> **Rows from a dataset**

+ + + + +

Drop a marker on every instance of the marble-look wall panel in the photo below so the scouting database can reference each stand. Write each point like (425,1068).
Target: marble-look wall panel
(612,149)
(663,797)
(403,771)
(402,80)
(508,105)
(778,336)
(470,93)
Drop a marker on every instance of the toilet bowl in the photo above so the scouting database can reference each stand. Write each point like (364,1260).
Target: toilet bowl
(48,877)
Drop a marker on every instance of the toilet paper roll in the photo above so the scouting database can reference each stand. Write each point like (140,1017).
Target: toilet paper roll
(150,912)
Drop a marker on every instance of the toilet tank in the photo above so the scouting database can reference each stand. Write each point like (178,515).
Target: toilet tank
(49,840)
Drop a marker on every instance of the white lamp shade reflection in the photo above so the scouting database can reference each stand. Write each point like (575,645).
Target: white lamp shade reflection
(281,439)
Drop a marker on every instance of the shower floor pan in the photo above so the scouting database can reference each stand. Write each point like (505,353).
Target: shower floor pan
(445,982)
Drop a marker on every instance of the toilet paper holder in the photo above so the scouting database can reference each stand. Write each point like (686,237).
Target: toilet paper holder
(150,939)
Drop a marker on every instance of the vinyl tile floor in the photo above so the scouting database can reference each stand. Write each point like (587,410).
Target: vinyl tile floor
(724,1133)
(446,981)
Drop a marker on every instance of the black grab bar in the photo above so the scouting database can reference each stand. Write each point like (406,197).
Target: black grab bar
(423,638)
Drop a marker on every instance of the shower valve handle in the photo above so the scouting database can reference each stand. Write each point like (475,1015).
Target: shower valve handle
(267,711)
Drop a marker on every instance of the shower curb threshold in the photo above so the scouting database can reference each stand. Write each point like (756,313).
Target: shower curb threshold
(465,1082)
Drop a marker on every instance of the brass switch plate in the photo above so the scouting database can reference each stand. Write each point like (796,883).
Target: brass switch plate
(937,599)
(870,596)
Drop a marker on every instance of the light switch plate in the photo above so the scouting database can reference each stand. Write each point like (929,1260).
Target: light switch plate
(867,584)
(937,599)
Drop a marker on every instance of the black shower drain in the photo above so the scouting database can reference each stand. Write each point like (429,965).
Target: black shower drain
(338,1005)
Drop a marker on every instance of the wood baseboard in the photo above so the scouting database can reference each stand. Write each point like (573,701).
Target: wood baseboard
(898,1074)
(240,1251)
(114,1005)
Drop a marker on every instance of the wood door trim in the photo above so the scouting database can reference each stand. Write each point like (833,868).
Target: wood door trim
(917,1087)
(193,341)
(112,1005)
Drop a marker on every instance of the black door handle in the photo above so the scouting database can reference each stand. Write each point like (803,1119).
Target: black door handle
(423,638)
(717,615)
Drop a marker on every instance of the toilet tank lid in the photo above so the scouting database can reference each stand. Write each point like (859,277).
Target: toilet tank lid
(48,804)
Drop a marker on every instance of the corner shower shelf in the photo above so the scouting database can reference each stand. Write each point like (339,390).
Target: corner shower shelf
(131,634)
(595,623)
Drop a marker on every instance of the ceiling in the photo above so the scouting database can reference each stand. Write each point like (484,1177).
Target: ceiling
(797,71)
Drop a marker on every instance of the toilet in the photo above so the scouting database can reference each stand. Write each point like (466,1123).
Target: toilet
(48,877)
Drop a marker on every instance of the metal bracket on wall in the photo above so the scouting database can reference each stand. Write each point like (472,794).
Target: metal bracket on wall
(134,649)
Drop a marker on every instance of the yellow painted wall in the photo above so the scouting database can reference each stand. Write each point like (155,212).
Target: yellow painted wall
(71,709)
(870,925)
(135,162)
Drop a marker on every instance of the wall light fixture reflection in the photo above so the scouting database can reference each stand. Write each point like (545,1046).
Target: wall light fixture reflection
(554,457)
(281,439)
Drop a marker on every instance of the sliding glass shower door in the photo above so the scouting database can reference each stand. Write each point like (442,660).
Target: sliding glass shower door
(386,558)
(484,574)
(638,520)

+ + + + +

> **WRITTEN INSTRUCTION**
Rewrite all the rows above, putting "survey catalog" wherever "scouting database" appears and keeping everything else the same.

> **EXERCISE OUTPUT**
Drop a marker on every instance of the marble-look wall panel in the photo below so the survey catalog can reference each stand. Write each point like (425,1068).
Target: marble-look wall panel
(612,149)
(663,797)
(403,771)
(402,80)
(508,105)
(778,336)
(470,93)
Drop a marker on every instance of the toilet bowl in the photo above so the survey catalog can reference each stand. Write each point like (364,1260).
Target: toilet bowl
(48,877)
Drop a marker on every instance of the toilet paper roll in the photo above so the survey catalog can reference each stand. Write each point like (140,1017).
Target: toilet paper roll
(150,912)
Drop a marker on every instance of the toilet tank in the photo above so the survey catalog can reference each stand. Write each point like (178,515).
Target: toilet tank
(49,840)
Drop a marker on every instance of the white lamp shade reflection in the photo above so the survey catalog can reference each stand. Write each point like (575,645).
Target: white lamp shade reflection
(281,439)
Drop a marker on every instance of the shower floor pan in the photo above so the survey catalog can reference each stand. Write each point like (505,353).
Target: shower floor pan
(445,982)
Drop a marker on every instance of the toilet paper holder in the photo above so the survey catalog can reference each stand. Write each point like (686,237).
Target: toilet paper holder
(150,939)
Drop a marker on every instance of the vinyl tile floor in the photo above so the survey catalog can reference each stand. Write each point like (587,410).
Target: vinyl tile floor
(724,1133)
(446,981)
Drop a marker on every instance of the black grab bar in the photo above so the survey catalog can reference each stand. Write each point like (406,197).
Target: black grab bar
(423,638)
Drop a marker on every instance of the shower valve handle in the photo above so the survey catalog can reference each stand. Write each point like (475,1015).
Target: shower valve handle
(267,711)
Drop a marker on every instance of the shower curb threshold in the photo above so the survey catalog can reference each stand. Write each point like (756,313).
Target: shower curb threshold
(465,1082)
Drop a marker on every instance of the brass switch plate in the photo above so the survey catalog can reference each stand. Write each point like (796,883).
Target: brass switch plate
(937,599)
(870,596)
Drop a marker on every instance of the light switch plate in the photo above so the survey catalog can reference each stand. Write each point like (929,1260).
Target: light switch plate
(867,584)
(937,599)
Drop a marker on every instance of the black shower drain in the photo above so the survey catalog can reference each stand. Write each point like (429,965).
Target: black shower drain
(338,1005)
Drop a marker on every instance of the wood baseboard in the photo above so the survey catalog can reference each stand. Write each point like (573,701).
Target: wood baseboard
(898,1074)
(240,1251)
(114,1005)
Drop a marker on every instance of the wood door trim in the photo above so the survey catalog can reference each stand. Write each point like (833,868).
Target: wood door trim
(917,1087)
(193,341)
(112,1005)
Drop a marker on every instance of the black door handle in the photo above so the survey catalog can reference each stand. Write each point like (803,1119).
Target: black door handle
(423,638)
(717,615)
Drop a marker on every instance of the toilet tank lid in the photo above so the survey catalog can reference each stand. Write each point like (859,277).
Target: toilet tank lid
(48,804)
Drop a marker on every instance of the corner shower shelf in the photo above so the survey catalog can reference each stand. Write each point like (339,390).
Target: corner shower shelf
(131,634)
(595,623)
Drop a marker on every instance of the ceiling in the photo above so the survey catalog can reference each stand. Write each point like (484,1177).
Target: ceiling
(797,71)
Drop a marker on every instance of the toilet in the photo above so the survey catalog can reference each stand. Write each point like (466,1123).
Target: toilet
(48,877)
Drop a marker on every instance of the metal bracket on wall in the photo above so the survey catalog can reference each stand. Write each point like (472,794).
Target: metal bracket on wall
(134,649)
Drop a marker on every instance of the yellow painted wall in the photo above so the survey catalog can reference each stand. Write each point like (155,212).
Target: yellow painted wall
(71,709)
(870,925)
(135,162)
Drop a marker on every instance of the wall light fixture reflection in the photo above so the survey catalog can reference each stand. Write each point like (545,1046).
Target: wall light fixture reflection
(554,457)
(281,439)
Drop a marker on every instance of the sliding glass shower door in the photo above so the survey catalog can reference each stand. Write each point like (442,660).
Target: sliding glass shower door
(386,558)
(484,574)
(638,520)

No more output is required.